::: Text provided :::
A native Memphian, Alexis was a finalist who came in 11th place on season eight of TV’s “American Idol.” For the past eight years, she was a deejay on Q-107 FM.

Thomas, who is from Sweden, is the former music director at Playhouse on the Square. He and Isaac Middleton are the tap-dancing-musical-instrument-playing performers in Swedish Gun Factory.

It was Alexis’s idea to move to LA. “I decided LA over New York,” she said. “At first it was New York, but I just know so many people (in LA) and I know a lot of people in the same industry as me. I made a lot of friends and connections from my ‘Idol’ days and a lot of them live out there. That was a big reason. I want to do more TV and film, which, obviously, is heavier out there than in New York. I’ve always wanted to live in either city and I reached a point in my life where I’m able to do that now.”

Bergstig plans to focus on his tap dancing and composing in LA. On July 11, he and Middleton will officially release their Swedish Gun Factory EP, “Chris Raines,” which includes six songs and one piano composition.
::: Provided material :::
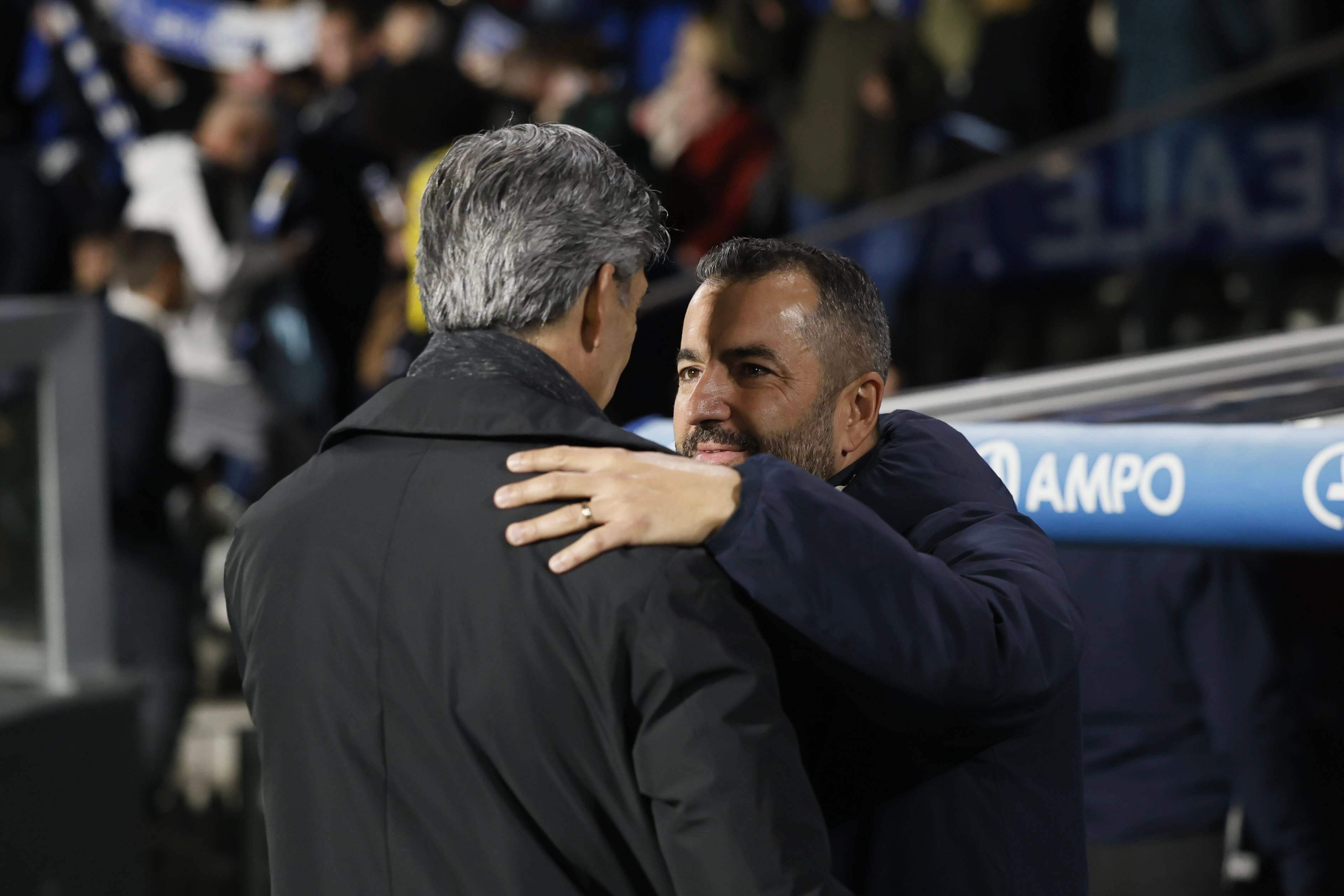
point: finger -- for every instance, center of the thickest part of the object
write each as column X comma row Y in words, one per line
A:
column 596, row 543
column 562, row 459
column 550, row 487
column 549, row 526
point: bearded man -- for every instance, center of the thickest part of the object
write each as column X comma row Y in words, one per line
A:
column 927, row 640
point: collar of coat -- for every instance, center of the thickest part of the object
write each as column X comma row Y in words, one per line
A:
column 490, row 386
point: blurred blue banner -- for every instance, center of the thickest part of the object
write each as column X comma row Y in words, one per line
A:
column 1215, row 186
column 1241, row 485
column 224, row 35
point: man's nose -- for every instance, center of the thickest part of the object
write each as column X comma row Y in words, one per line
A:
column 709, row 401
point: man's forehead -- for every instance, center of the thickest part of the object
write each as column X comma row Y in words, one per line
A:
column 769, row 311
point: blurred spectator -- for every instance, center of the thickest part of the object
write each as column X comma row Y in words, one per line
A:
column 343, row 273
column 166, row 97
column 418, row 100
column 717, row 148
column 949, row 30
column 866, row 87
column 150, row 590
column 1170, row 46
column 92, row 261
column 765, row 45
column 1033, row 74
column 1184, row 713
column 212, row 194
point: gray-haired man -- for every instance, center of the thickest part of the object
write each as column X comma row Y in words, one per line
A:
column 440, row 714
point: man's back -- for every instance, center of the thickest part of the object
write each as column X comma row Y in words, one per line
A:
column 439, row 713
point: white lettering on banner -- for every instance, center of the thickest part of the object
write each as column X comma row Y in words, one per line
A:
column 1212, row 194
column 1303, row 183
column 1277, row 190
column 1097, row 485
column 1045, row 485
column 1125, row 475
column 1168, row 506
column 1311, row 487
column 1005, row 460
column 1088, row 489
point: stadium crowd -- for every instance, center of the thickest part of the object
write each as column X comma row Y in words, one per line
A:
column 260, row 221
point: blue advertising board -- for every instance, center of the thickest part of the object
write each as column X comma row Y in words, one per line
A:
column 1225, row 186
column 1240, row 485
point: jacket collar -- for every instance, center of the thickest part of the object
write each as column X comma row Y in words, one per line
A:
column 503, row 403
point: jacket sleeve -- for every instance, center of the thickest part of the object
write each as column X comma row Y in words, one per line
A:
column 967, row 612
column 1245, row 698
column 713, row 750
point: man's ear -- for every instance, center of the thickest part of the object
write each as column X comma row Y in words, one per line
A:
column 599, row 300
column 861, row 403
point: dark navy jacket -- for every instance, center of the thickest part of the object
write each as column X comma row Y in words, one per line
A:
column 928, row 651
column 1184, row 704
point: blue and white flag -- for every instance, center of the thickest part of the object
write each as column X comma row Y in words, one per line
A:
column 225, row 37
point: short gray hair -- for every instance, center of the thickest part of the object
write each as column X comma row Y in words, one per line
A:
column 517, row 222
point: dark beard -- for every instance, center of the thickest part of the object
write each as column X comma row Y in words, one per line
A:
column 809, row 445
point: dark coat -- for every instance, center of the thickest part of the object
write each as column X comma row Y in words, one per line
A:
column 928, row 651
column 1186, row 703
column 440, row 714
column 142, row 397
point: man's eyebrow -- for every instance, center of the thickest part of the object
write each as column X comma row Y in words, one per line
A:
column 745, row 353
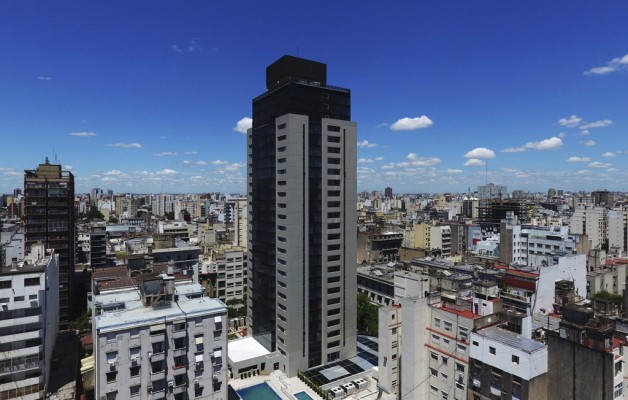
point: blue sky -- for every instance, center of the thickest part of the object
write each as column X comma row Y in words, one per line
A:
column 146, row 96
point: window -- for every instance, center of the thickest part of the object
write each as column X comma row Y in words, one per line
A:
column 112, row 376
column 31, row 282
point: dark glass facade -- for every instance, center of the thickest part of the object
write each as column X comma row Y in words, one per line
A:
column 293, row 88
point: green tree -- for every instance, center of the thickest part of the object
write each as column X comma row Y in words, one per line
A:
column 367, row 316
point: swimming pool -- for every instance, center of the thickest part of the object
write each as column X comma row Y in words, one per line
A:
column 303, row 396
column 258, row 392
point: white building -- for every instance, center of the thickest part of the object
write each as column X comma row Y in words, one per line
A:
column 29, row 304
column 161, row 340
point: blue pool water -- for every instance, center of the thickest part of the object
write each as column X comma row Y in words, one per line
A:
column 303, row 396
column 258, row 392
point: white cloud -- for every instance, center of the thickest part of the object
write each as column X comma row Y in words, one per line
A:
column 480, row 152
column 578, row 159
column 82, row 134
column 597, row 164
column 167, row 172
column 552, row 143
column 614, row 65
column 513, row 150
column 126, row 145
column 474, row 162
column 411, row 124
column 192, row 46
column 243, row 125
column 570, row 122
column 597, row 124
column 366, row 144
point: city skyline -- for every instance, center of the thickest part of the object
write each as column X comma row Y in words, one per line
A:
column 148, row 97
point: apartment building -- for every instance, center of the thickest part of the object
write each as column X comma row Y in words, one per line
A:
column 29, row 322
column 159, row 339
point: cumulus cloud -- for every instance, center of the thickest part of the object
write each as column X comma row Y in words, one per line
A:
column 602, row 123
column 614, row 65
column 480, row 152
column 411, row 124
column 193, row 45
column 82, row 134
column 243, row 125
column 578, row 159
column 126, row 145
column 366, row 144
column 166, row 172
column 597, row 164
column 475, row 162
column 513, row 150
column 570, row 122
column 552, row 143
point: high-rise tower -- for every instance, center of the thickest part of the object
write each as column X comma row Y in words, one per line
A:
column 49, row 205
column 302, row 216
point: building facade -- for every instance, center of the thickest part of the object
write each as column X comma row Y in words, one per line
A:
column 159, row 340
column 302, row 216
column 49, row 195
column 29, row 322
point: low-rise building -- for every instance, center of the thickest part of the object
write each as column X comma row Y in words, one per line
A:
column 29, row 322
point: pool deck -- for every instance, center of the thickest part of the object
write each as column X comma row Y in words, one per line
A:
column 287, row 387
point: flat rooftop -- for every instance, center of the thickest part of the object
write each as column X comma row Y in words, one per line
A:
column 245, row 349
column 511, row 339
column 135, row 313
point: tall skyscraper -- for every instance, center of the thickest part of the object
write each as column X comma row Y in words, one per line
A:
column 302, row 217
column 49, row 205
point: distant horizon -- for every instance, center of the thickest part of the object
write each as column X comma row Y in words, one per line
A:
column 140, row 96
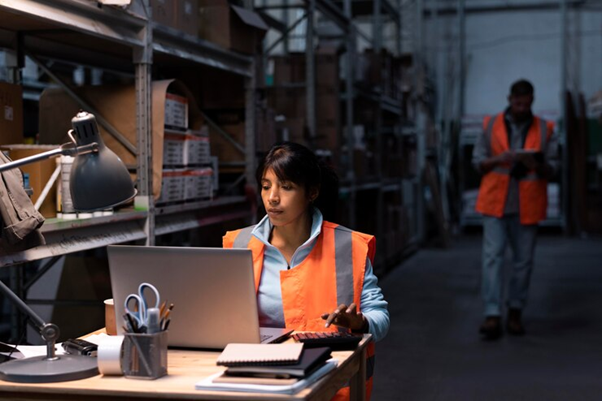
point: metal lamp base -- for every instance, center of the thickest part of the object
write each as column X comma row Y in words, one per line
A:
column 40, row 370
:::
Requirements: Go on with the passage about Alexis and Thomas Bergstig moving to LA, picking up after its final sentence.

Exercise result:
“I’m going to bring Swedish Gun Factory to Los Angeles,” Bergstig said. “I have meetings set up with producers, managers and agents and I’m definitely going to try to make that happen.”

Asked who wrote their party invitation, Bergstig said, “It was Courtney Oliver (Playhouse on the Square special events director) who wrote it. We were supposed to have it at her house. We were sitting on her porch and said, ‘Write something.’ And she wrote that.”

Maybe it’s what she was really thinking and she finally got to write it, Bergstig said.

And the meaning of “avskedfest”? “It just means ‘goodbye party’ in Swedish.”

….

Michael Donahue

From left, Robert Coletta, Jim Lord, Seth Cook and Juju Bushman at Canvas wedding.

Guests celebrated the nuptials of Canvas of Memphis and RAWK ‘n Grub July 1 at the Midtown club.

The “bride” – Robert Coletta, who, along with Brandon Knight, co-own Canvas – wore a gown and the groom – RAWK ‘n Grub owner/chef Steph Cook wore a tuxedo T-shirt and chef’s pants.

RAWK ‘n Grub is a “food truck specializing in gourmet sandwiches and burgers and unique dishes,” said Cook.

The marriage was “a union of two businesses,” Cook said. His food truck will provide the fare for Canvas seven days a week from 5 p.m. until 3 a.m. He’ll use Canvas’s kitchen as the prep area and he’ll cook the food in the truck.

“We’ve added a lot of our favorites,” Cook said. “In the past we couldn’t stay on top as a truck because we didn’t have the proper facility to hold product, which we do now.”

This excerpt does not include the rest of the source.